>> BEGIN Document text
At the same time of filing the writ, the plaintiff filed a motion on Notice praying for:
“An order of interlocutory injunction restraining the respondents, jointly and severally, acting on their own behalf or through their agents, servants officials or anybody however described from disturbing the plaintiff/Applicant’s possession, occupation and use of the piece of land the subject matter of this suit, situate along Lagos Street, Kano or from trespassing thereon, pending the hearing and determination of the substantive suit.”
The application was supported by affidavit with 13 exhibits. The facts of the case showed that the 1st Respondent granted the Appellant a lease of the land in question, for 21 years, for the building of a petrol filling station. The Appellant paid all the necessary fees and equally sought and obtained necessary approval from relevant government agencies for the construction of the fuel station and fenced round the subject matter. Just as he was about to commence the construction of the filling station, he received Exhibit G, a letter of cancellation of the grant and asking for re-application for another land. The 1st Respondent stood its grounds and so withdrew the granted lease before the expiration of its terms and used the 2nd Respondent, as agent, to demolish all existing structures on the land. See paragraphs 3(i) to (l) of the supporting affidavit on pages 25 and 26 of the Records.
The 1st Respondent said what they gave the Appellant was an offer, which, even upon acceptance, was still subject to final approval by the Minister, whose final approval was eventually not obtained and the offer was finally withdrawn.
After hearing the arguments from the parties, the learned trial judge refused to make the order for interlocutory injunction, holding that Appellant had not shown existence of a legal right worthy of being protected by the Court, on the basis that the offer of a lease made to appellant in Exhibit A was only conditional and it had been revoked, by virtue of Exhibit RP1, issued by the 1st Respondent.
This appeal is against that Ruling and Appellant’s Notice of appeal, dated 23/1/2006, is on pages 57 to 61 of the Records. It discloses 2 grounds of appeal. Appellant filed his brief of arguments on 8/3/2006 and distilled 2 issues for determination from them, namely:
“(1) Whether or not the Appellant is entitled to the grant of an order of interlocutory injunction pending trial of the substantive suit (Ground 1)
>> END Document text
Work to complete:
[a] Answer these questions from the land-lease appeal text, one per line:
(i) For how many years did the 1st Respondent grant the Appellant the lease?
(ii) Which exhibit is the letter cancelling the grant?
(iii) What date does the Appellant's Notice of appeal bear?
[b] Rewrite a passage of the land-lease appeal text, starting at the words "The 1st Respondent said" and ending after "the 1st Respondent.", with "Minister" replaced by "Governor".
[c] Write the next part of the land-lease appeal text, continuing after its final sentence.
>> BEGIN Data rows
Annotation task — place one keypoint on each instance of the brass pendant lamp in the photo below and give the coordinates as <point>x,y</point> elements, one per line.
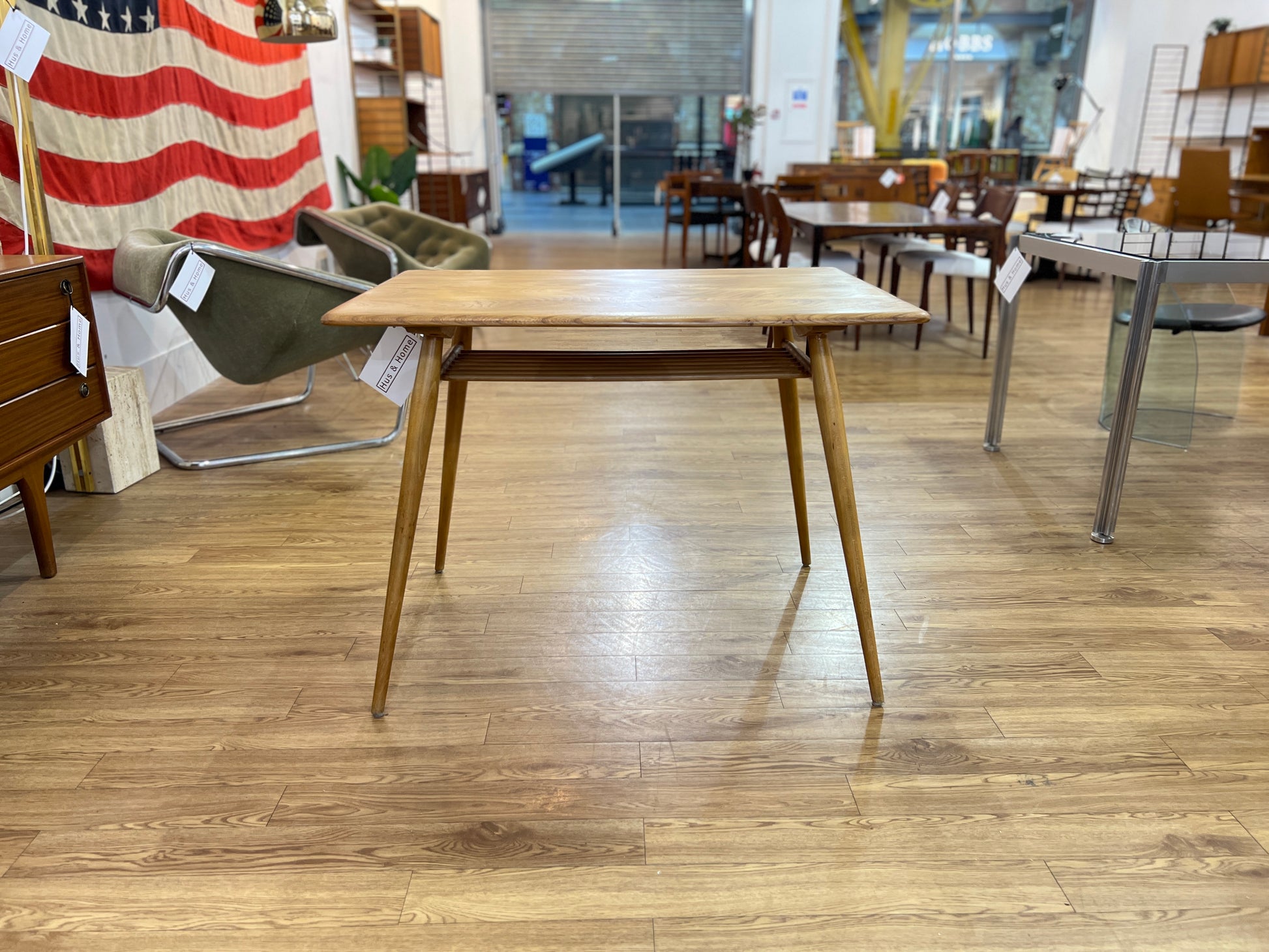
<point>295,22</point>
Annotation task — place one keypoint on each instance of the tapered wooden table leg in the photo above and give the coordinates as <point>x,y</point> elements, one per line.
<point>833,428</point>
<point>794,445</point>
<point>31,485</point>
<point>456,399</point>
<point>418,439</point>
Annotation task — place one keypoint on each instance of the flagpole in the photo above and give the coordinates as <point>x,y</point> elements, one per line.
<point>37,217</point>
<point>24,138</point>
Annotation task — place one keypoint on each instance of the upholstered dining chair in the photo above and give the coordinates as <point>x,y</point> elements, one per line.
<point>996,203</point>
<point>888,244</point>
<point>259,320</point>
<point>376,241</point>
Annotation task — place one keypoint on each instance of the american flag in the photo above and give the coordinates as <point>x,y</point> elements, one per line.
<point>164,113</point>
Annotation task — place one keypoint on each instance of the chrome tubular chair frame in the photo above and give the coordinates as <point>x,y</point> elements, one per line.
<point>365,238</point>
<point>209,250</point>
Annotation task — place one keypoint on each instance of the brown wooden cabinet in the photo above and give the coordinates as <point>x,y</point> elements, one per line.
<point>1236,59</point>
<point>45,403</point>
<point>455,196</point>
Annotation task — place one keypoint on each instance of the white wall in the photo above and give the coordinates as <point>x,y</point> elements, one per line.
<point>795,45</point>
<point>1121,41</point>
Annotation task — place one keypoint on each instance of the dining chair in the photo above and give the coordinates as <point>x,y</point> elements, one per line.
<point>920,179</point>
<point>1098,210</point>
<point>1202,194</point>
<point>998,203</point>
<point>890,243</point>
<point>784,256</point>
<point>1004,166</point>
<point>677,190</point>
<point>756,244</point>
<point>260,320</point>
<point>709,200</point>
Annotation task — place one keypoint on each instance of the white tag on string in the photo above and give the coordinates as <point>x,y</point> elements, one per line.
<point>22,45</point>
<point>1011,276</point>
<point>79,342</point>
<point>192,281</point>
<point>394,364</point>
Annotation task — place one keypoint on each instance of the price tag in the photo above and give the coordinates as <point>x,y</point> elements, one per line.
<point>1011,276</point>
<point>22,45</point>
<point>192,281</point>
<point>394,364</point>
<point>79,342</point>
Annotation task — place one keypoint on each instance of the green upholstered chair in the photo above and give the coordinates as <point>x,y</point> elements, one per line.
<point>376,241</point>
<point>259,320</point>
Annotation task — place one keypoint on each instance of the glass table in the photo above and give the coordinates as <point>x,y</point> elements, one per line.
<point>1150,260</point>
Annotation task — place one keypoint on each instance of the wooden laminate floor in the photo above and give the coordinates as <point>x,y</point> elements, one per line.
<point>625,717</point>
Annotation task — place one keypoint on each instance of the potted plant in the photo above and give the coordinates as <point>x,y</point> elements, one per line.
<point>383,178</point>
<point>744,121</point>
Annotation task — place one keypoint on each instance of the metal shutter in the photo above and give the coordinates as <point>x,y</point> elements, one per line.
<point>605,48</point>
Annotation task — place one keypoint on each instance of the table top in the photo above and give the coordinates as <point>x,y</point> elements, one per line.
<point>1057,188</point>
<point>876,215</point>
<point>730,297</point>
<point>1191,257</point>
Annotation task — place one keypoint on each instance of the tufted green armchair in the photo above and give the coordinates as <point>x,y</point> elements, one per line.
<point>376,241</point>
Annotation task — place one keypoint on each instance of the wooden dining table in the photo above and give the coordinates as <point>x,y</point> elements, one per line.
<point>830,221</point>
<point>1055,210</point>
<point>792,303</point>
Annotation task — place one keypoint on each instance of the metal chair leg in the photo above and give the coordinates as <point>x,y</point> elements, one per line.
<point>218,462</point>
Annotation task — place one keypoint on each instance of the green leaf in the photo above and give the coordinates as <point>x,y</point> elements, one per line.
<point>377,166</point>
<point>404,169</point>
<point>362,185</point>
<point>380,193</point>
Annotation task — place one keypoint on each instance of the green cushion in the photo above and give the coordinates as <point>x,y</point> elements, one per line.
<point>256,323</point>
<point>421,241</point>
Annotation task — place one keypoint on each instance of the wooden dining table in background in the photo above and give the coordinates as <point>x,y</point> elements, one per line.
<point>829,221</point>
<point>792,303</point>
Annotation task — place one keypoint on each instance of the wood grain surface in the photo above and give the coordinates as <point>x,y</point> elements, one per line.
<point>626,299</point>
<point>626,717</point>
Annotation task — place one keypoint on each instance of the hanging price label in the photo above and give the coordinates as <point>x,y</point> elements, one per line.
<point>192,281</point>
<point>1011,276</point>
<point>22,45</point>
<point>394,364</point>
<point>79,342</point>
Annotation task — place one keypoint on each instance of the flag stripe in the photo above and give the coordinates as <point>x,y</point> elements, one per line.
<point>250,235</point>
<point>141,53</point>
<point>93,139</point>
<point>123,97</point>
<point>170,115</point>
<point>177,14</point>
<point>118,183</point>
<point>102,226</point>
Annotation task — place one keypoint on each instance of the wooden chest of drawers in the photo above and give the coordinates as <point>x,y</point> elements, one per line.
<point>45,403</point>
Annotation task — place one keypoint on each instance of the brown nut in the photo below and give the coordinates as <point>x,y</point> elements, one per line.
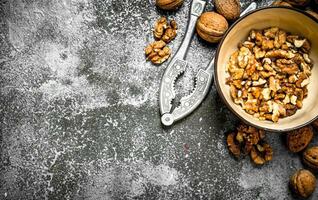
<point>298,140</point>
<point>169,4</point>
<point>298,2</point>
<point>281,3</point>
<point>261,154</point>
<point>312,13</point>
<point>233,146</point>
<point>230,9</point>
<point>310,158</point>
<point>211,26</point>
<point>303,183</point>
<point>315,124</point>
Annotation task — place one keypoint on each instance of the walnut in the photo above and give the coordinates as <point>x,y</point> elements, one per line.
<point>230,9</point>
<point>280,39</point>
<point>261,154</point>
<point>298,140</point>
<point>303,183</point>
<point>310,158</point>
<point>315,124</point>
<point>281,3</point>
<point>160,27</point>
<point>279,54</point>
<point>169,4</point>
<point>164,31</point>
<point>249,140</point>
<point>233,145</point>
<point>298,2</point>
<point>269,73</point>
<point>312,13</point>
<point>211,26</point>
<point>157,52</point>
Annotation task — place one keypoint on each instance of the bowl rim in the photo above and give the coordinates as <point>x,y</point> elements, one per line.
<point>216,79</point>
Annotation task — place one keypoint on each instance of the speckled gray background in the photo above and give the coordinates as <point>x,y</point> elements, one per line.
<point>80,118</point>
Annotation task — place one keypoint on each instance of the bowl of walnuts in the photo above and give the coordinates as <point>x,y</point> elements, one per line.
<point>266,68</point>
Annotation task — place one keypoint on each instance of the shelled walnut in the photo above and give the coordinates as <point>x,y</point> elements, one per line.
<point>269,73</point>
<point>248,140</point>
<point>165,31</point>
<point>303,183</point>
<point>157,52</point>
<point>169,4</point>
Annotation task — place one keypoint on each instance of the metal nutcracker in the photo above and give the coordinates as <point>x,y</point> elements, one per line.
<point>178,65</point>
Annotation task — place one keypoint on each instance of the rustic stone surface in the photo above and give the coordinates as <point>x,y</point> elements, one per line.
<point>80,117</point>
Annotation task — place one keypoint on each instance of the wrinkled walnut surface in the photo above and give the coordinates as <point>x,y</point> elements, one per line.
<point>303,183</point>
<point>310,157</point>
<point>269,74</point>
<point>298,140</point>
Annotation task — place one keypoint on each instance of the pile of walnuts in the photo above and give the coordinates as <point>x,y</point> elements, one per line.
<point>269,73</point>
<point>164,32</point>
<point>248,140</point>
<point>303,181</point>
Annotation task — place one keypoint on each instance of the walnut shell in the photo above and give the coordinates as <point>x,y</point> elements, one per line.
<point>312,13</point>
<point>281,3</point>
<point>230,9</point>
<point>303,183</point>
<point>169,4</point>
<point>298,2</point>
<point>298,140</point>
<point>211,26</point>
<point>310,158</point>
<point>315,124</point>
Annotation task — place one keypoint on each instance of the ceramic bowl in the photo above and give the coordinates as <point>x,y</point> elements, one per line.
<point>291,20</point>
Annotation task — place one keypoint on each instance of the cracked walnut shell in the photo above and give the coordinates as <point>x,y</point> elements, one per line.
<point>230,9</point>
<point>249,140</point>
<point>310,158</point>
<point>298,2</point>
<point>298,140</point>
<point>281,3</point>
<point>169,4</point>
<point>211,26</point>
<point>303,183</point>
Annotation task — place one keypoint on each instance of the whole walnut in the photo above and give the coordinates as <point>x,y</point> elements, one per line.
<point>310,158</point>
<point>312,13</point>
<point>298,2</point>
<point>230,9</point>
<point>169,4</point>
<point>298,140</point>
<point>211,26</point>
<point>303,183</point>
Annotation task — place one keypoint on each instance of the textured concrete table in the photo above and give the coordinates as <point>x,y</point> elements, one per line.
<point>80,118</point>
>> END Data rows
Answers for the tasks:
[a]
(i) 21 years
(ii) Exhibit G
(iii) 23/1/2006

[b]
The 1st Respondent said what they gave the Appellant was an offer, which, even upon acceptance, was still subject to final approval by the Governor, whose final approval was eventually not obtained and the offer was finally withdrawn.
After hearing the arguments from the parties, the learned trial judge refused to make the order for interlocutory injunction, holding that Appellant had not shown existence of a legal right worthy of being protected by the Court, on the basis that the offer of a lease made to appellant in Exhibit A was only conditional and it had been revoked, by virtue of Exhibit RP1, issued by the 1st Respondent.

[c]
(2) Whether or not it was proper for the learned trial judge to pronounce as he did on the effect of Exhibit RP1 at the stage of interlocutory application for injunction (Ground 2)
Appellant also filed a Reply brief on 4/7/2006.
The 1st Respondent filed its brief on 26/6/2006 and raised 3 issues for determination:
1. Whether the Appellant satisfied the conditions set down by the Courts over the years for grant of interlocutory injunction.
2. Whether trial judge was right in refusing to grant Appellant the interlocutory injunction.
3. Whether the findings of the trial concerning Exhibit RP1 touched on the final outcome of the substantive suit.
1st Respondent’s issues 2 and 3 appear to be the same as issues 1 and 2 by the Appellant. Though issue 1 by 1st Respondent appears relevant, I think it should be struck out, straight away, as it is extraneous to the existing 2 grounds of appeal, framed by Appellant, though related to the ground one, in part.
By law, an issue for determination can only flow from ground(s) of appeal. There are only two grounds of appeal and the Appellant, who raised them, has also formulated his issues, one from each ground, so there cannot be three issues for determination from the 2 grounds of appeal! The said issue 1 by the 1st Respondent, being extraneous to the two grounds of appeal, is hereby struck out, together with the arguments there under. See OSSAI VS. FRN (2013) 13 WRN 87; (2012) LPELR 1966 CA; UNILORIN V. OLAWEPO (2012) 52 WRN 42; AYANGOKE V. KEYSTONE BANK LTD LPELR 21806 CA; OSENI VS. BAJULU (2010) ALL FWLR (Pt. 511) 813; OBOSI VS. NIPOST (2013) LPELR 21397 (CA).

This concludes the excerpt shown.